- What this task involves -
Repeat the line that contains "[pin] pile of" and all lines after it through the end, exactly as they are, minus the pictures.

- Stored data -
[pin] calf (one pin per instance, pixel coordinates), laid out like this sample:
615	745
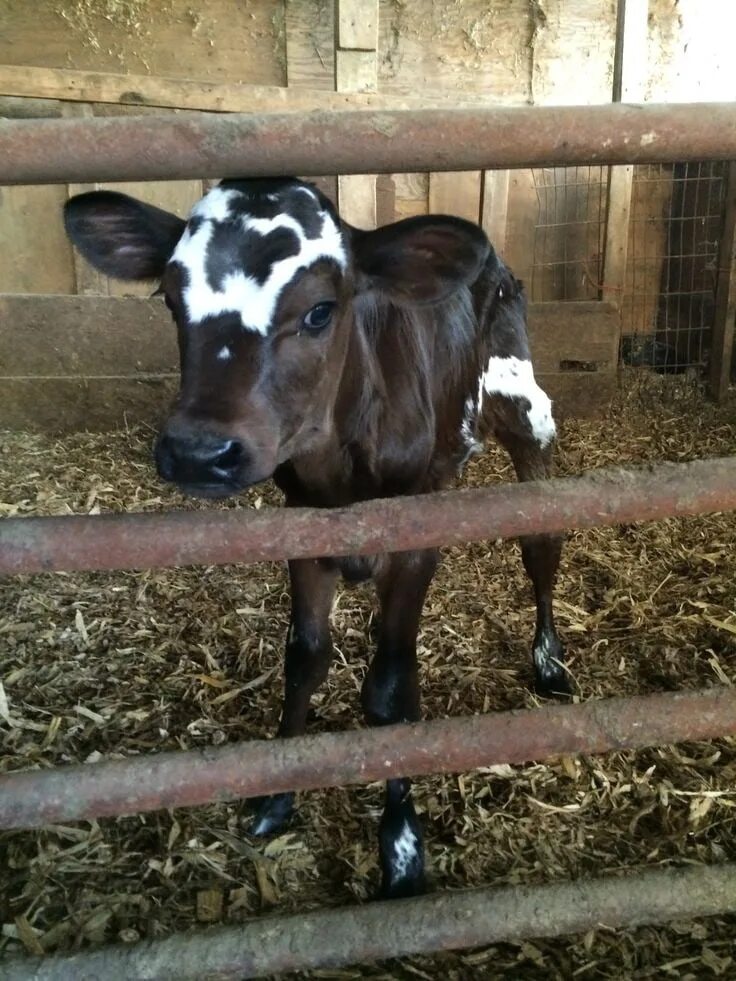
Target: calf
346	365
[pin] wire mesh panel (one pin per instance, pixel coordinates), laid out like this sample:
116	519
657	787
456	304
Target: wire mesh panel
569	232
675	226
674	234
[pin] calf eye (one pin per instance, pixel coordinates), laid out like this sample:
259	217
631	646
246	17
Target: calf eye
318	317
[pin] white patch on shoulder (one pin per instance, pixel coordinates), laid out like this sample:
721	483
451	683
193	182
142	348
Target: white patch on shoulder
405	851
515	378
239	292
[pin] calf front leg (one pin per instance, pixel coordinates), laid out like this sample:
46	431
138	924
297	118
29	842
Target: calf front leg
532	460
391	694
308	656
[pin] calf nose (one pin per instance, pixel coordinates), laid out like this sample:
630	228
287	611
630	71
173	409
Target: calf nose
204	459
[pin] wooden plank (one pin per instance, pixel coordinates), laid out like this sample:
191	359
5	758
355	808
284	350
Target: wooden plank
218	40
578	337
495	207
628	86
412	195
357	25
310	47
38	256
724	319
310	62
62	405
357	71
455	194
51	86
85	335
521	220
577	395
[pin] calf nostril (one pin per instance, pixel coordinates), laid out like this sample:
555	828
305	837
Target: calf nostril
228	457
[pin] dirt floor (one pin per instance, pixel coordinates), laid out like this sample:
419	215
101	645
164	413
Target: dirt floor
101	666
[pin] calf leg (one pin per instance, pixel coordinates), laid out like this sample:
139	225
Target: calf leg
391	694
308	657
540	553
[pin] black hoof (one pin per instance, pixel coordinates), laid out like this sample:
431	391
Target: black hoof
549	685
271	813
551	680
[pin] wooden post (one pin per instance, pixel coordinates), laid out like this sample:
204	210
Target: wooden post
629	72
495	206
356	70
724	317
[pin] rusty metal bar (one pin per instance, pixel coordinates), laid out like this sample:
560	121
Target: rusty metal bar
375	931
250	769
252	145
178	538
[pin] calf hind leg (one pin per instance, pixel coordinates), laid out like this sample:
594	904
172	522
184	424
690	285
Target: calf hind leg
391	694
532	460
308	656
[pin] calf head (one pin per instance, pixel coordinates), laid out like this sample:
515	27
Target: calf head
261	281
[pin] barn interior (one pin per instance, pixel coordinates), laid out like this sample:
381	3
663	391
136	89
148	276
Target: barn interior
629	271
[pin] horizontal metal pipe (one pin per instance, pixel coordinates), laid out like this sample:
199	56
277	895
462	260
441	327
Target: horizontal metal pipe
179	538
251	769
445	921
349	142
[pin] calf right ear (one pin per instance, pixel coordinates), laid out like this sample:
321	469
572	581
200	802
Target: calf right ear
121	236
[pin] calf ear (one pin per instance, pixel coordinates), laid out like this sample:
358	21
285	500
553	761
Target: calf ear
420	260
120	236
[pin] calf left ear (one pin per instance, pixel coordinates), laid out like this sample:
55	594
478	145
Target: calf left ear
121	236
420	260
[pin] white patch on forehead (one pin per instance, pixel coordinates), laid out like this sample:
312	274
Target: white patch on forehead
215	205
240	293
405	852
515	378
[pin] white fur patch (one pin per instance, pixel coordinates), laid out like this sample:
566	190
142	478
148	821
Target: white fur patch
241	293
405	851
515	378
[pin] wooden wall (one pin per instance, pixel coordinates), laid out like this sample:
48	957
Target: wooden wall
100	57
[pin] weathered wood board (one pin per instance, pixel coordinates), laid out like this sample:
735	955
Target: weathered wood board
216	41
90	362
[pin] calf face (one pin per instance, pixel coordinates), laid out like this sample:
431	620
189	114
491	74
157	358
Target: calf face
261	281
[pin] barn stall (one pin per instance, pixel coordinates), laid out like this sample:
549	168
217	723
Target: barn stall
99	666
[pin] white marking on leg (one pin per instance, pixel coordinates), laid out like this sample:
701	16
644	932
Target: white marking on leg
405	851
542	654
514	378
240	293
467	430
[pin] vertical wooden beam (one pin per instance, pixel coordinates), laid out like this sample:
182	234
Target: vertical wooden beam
456	194
724	318
356	70
310	57
629	73
495	207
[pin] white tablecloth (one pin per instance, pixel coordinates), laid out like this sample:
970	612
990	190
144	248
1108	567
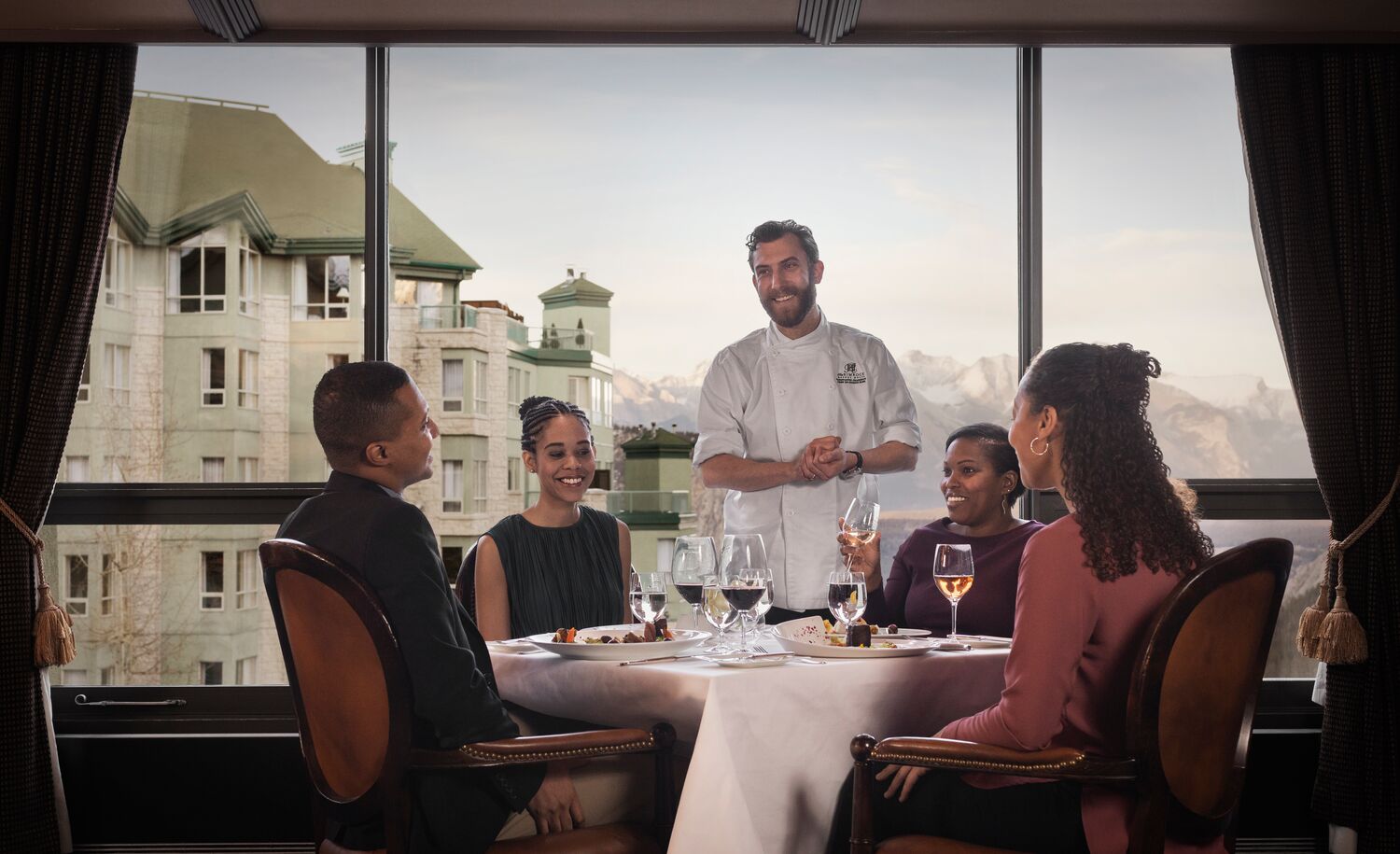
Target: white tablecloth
770	747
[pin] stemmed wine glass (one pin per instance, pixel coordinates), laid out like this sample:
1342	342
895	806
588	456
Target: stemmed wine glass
719	610
649	595
744	563
954	574
691	562
846	596
764	604
860	524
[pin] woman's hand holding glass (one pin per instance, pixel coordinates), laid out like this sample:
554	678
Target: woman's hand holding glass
862	557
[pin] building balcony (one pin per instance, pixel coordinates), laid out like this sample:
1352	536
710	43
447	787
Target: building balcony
447	316
657	509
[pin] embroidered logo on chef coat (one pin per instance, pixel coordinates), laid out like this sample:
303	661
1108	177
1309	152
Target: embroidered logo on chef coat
848	375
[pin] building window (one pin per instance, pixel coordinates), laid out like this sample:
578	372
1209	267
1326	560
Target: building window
75	601
479	386
212	383
109	580
86	380
198	276
453	562
212	581
512	386
117	468
579	392
512	475
453	381
451	486
248	378
117	272
478	486
117	366
246	579
249	279
324	291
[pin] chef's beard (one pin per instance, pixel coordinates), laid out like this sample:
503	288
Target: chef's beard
805	301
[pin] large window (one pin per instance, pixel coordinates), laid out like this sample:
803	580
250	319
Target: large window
324	291
910	185
198	274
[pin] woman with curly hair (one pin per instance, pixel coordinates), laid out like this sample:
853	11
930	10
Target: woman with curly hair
1091	582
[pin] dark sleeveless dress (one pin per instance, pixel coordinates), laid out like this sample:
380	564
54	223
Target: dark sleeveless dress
560	577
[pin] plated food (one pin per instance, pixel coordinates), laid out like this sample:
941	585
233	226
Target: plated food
809	637
588	644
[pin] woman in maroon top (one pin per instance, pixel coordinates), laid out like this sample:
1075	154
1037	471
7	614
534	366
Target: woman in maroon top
1091	584
982	482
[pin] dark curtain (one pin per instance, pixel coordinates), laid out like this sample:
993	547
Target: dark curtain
1322	145
62	120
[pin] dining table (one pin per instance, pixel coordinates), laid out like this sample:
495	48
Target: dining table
767	747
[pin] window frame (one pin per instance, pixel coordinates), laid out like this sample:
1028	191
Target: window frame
174	297
257	708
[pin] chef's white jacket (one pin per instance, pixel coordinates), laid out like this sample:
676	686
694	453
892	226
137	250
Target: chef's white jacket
767	397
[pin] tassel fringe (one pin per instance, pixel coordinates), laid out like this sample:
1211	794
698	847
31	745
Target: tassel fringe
1343	638
53	643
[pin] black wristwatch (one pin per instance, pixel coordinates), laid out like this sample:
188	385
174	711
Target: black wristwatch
854	470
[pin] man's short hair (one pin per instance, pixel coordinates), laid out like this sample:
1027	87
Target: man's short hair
355	405
775	230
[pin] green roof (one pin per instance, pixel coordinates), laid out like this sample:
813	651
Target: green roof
187	165
577	288
658	439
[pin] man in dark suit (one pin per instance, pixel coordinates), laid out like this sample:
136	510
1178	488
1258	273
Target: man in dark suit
374	427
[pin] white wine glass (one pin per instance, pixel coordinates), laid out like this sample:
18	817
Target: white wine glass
860	524
719	612
954	576
691	562
649	595
846	596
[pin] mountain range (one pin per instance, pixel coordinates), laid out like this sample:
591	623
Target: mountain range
1225	426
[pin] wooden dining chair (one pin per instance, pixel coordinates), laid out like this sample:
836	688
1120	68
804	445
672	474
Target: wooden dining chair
1189	716
355	713
465	585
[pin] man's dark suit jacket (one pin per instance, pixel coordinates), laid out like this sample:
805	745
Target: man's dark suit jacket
391	545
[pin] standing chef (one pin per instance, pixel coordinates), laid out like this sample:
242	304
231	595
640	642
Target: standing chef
792	413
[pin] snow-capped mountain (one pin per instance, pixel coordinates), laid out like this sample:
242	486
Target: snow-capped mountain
1225	426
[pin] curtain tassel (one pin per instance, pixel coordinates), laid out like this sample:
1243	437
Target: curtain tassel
53	643
1309	624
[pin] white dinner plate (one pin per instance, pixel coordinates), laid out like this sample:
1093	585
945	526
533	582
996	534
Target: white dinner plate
685	640
806	636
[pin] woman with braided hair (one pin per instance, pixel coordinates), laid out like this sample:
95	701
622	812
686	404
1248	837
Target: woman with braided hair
1089	585
560	563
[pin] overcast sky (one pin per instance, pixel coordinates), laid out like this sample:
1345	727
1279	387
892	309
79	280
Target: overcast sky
649	167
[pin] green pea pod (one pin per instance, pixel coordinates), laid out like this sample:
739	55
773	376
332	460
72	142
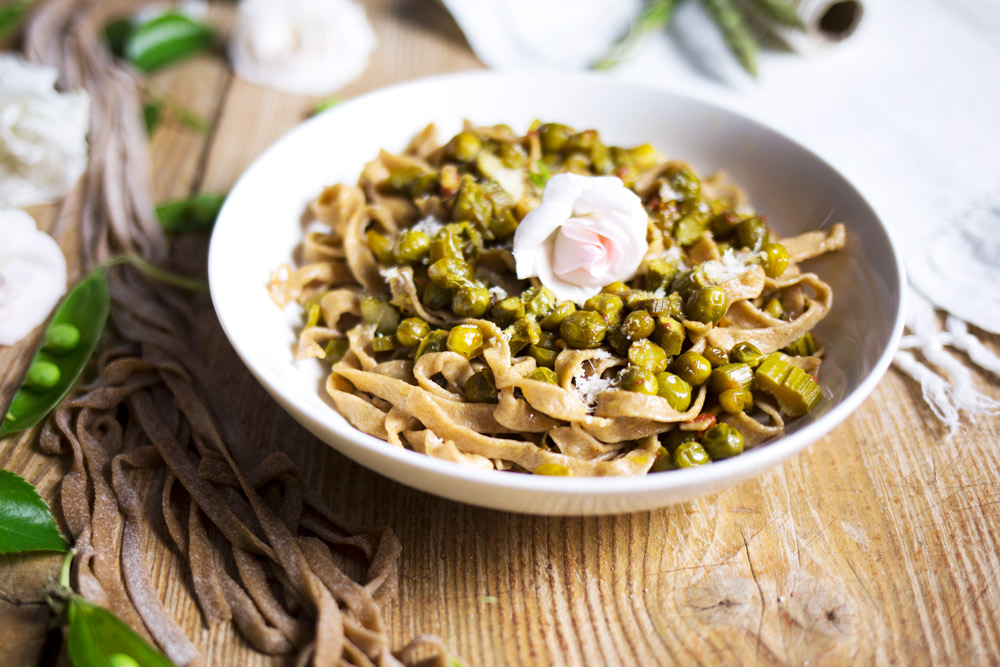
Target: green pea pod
86	308
98	638
192	214
166	39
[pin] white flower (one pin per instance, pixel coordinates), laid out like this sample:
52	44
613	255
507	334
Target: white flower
43	134
32	275
588	232
307	47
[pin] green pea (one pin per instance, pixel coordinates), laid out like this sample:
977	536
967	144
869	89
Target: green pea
670	335
618	341
436	297
582	141
554	136
465	146
724	225
470	301
507	310
707	305
639	380
466	340
335	350
472	204
503	224
122	660
774	259
730	376
380	313
446	245
86	307
583	329
617	287
538	301
411	247
544	375
380	246
543	356
677	437
522	332
647	354
716	356
638	324
600	158
553	469
693	368
62	338
691	454
663	461
734	401
435	341
774	308
384	343
722	441
609	306
424	186
689	282
480	388
411	331
675	390
555	317
684	182
449	272
746	353
802	347
42	375
752	233
512	155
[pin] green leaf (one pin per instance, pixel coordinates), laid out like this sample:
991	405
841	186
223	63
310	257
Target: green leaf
85	308
196	213
25	521
11	16
327	103
166	39
98	638
656	16
151	115
116	34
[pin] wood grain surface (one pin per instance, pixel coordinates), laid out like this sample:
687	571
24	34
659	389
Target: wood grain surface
879	544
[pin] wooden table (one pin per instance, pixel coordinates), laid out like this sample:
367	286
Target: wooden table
878	544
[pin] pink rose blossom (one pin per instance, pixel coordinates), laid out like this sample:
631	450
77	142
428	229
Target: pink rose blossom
588	232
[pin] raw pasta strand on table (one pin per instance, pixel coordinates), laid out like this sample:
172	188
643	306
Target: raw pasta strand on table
152	413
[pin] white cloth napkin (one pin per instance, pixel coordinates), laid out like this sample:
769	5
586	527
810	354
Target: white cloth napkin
908	108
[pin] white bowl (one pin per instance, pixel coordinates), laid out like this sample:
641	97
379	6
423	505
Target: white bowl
260	226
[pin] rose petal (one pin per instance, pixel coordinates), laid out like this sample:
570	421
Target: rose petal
564	291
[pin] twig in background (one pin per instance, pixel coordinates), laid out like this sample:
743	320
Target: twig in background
656	16
782	12
736	32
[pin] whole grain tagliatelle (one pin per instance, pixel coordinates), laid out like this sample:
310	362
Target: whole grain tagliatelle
410	294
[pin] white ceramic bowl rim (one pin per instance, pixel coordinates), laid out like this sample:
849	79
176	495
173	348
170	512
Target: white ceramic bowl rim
759	458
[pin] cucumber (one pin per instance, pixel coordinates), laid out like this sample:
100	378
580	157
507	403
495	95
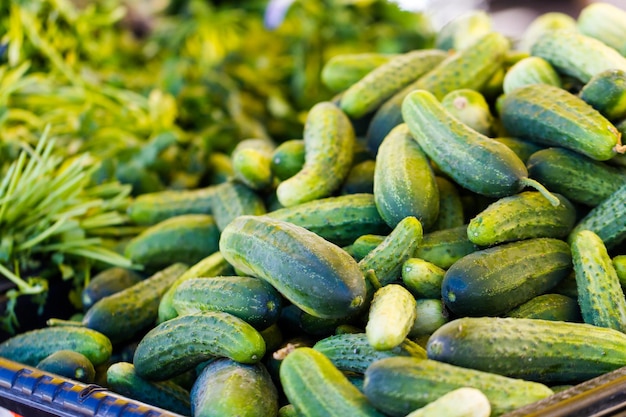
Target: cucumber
352	352
227	388
339	220
186	238
319	277
317	388
536	350
401	384
575	176
600	294
127	313
404	182
251	299
494	280
122	378
329	142
32	346
580	56
565	120
522	216
471	159
180	344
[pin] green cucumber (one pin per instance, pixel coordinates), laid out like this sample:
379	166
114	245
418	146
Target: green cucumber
339	220
226	388
122	378
318	389
127	313
352	352
329	142
314	274
600	294
402	384
404	182
522	216
251	299
180	344
532	349
471	159
32	346
575	176
494	280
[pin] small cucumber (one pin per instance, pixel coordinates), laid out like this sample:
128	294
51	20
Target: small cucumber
600	294
318	389
552	116
402	384
123	379
494	280
32	346
391	317
226	388
314	274
180	344
329	142
404	181
522	216
532	349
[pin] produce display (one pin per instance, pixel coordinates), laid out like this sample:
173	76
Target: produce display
246	211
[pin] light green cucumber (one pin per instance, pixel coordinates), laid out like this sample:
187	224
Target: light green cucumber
600	294
404	181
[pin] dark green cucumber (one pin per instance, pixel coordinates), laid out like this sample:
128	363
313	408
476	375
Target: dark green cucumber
402	384
314	274
600	294
351	352
186	238
251	299
522	216
339	220
575	176
471	159
180	344
553	116
404	181
123	379
318	389
532	349
493	281
32	346
123	315
226	388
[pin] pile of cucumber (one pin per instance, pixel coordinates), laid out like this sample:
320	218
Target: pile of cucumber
448	237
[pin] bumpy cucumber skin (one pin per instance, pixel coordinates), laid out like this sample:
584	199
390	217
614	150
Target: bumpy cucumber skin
123	379
319	277
318	389
179	344
553	116
404	181
32	346
251	299
352	352
575	176
329	141
532	349
600	294
340	219
123	315
400	385
522	216
494	280
226	388
471	159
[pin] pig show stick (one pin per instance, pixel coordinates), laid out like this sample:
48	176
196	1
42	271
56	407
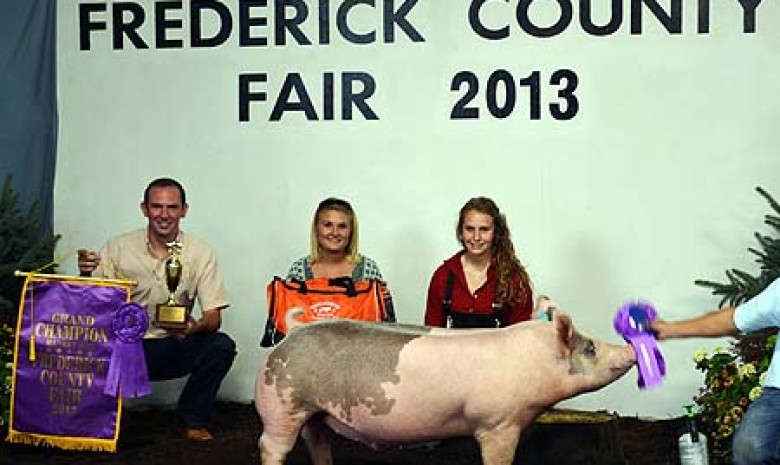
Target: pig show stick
633	323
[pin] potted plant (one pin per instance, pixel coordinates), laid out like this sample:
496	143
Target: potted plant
733	376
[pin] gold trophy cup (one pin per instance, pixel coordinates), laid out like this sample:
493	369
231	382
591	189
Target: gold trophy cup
172	314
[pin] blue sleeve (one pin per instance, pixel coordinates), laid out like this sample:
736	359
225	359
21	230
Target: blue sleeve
762	311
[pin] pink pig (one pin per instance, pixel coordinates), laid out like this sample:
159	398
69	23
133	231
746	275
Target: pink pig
395	384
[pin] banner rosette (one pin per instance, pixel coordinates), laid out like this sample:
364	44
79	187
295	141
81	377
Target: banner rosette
64	343
127	369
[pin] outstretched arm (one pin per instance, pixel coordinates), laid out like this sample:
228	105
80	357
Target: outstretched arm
712	324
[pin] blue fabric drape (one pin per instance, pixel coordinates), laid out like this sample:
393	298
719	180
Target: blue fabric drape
28	100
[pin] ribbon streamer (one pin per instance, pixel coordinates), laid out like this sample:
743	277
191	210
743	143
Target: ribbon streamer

- Answer -
[pin] pile of cucumber (one pin per instance, pixel coordinates), laid out like this sample:
320	218
Target: pile of cucumber
448	237
[pin] bumpy cucumber skin (one pin per instance, pixel coordinates), laid out like this sample:
584	199
390	217
614	150
Target: bumpy cucumber skin
123	379
319	277
318	389
179	344
553	116
404	181
32	346
251	299
352	352
575	176
329	141
532	349
600	294
340	219
123	315
400	385
522	216
494	280
226	388
471	159
[pin] pig show stick (one pin per instance, pixel coordinates), laid out like this sample:
48	176
196	1
42	271
56	407
Target: pig show stick
633	323
[pin] potted plant (one pin per instance, pixel coordinates), laid out like this sample:
496	143
Target: potted plant
733	376
[pin] gold trophy cup (one pin per instance, pixel coordinates), laid out like this sample:
493	369
231	382
591	189
Target: gold trophy cup
172	314
[pin] blue sleeve (one pin per instance, pixel coordinates), laid out like this sample:
736	359
225	359
21	230
Target: blue sleeve
762	311
[pin] pink pig (one pin per instance, pixel coordinates), laid out like this sample:
159	398
69	23
133	231
746	275
Target: pink pig
395	384
[pin] banner rosette (one pin per instance, pixel coordinates), laid out like this sample:
364	44
79	187
295	141
81	377
Target: banner rosette
64	343
127	369
[pin] outstretched arm (one pin per instance, pixel coordinates), laid out like this sample:
228	105
80	357
Target: outstretched arm
712	324
[pin] blue fabric drape (one pin per instance, pixel coordinates), laid out like this sample:
393	298
719	180
Target: blue fabric drape
28	100
[pin] ribbon streamer (one pin per instance, pixel coordinates), laid out like this sample:
743	277
191	210
743	143
Target: ribbon streamer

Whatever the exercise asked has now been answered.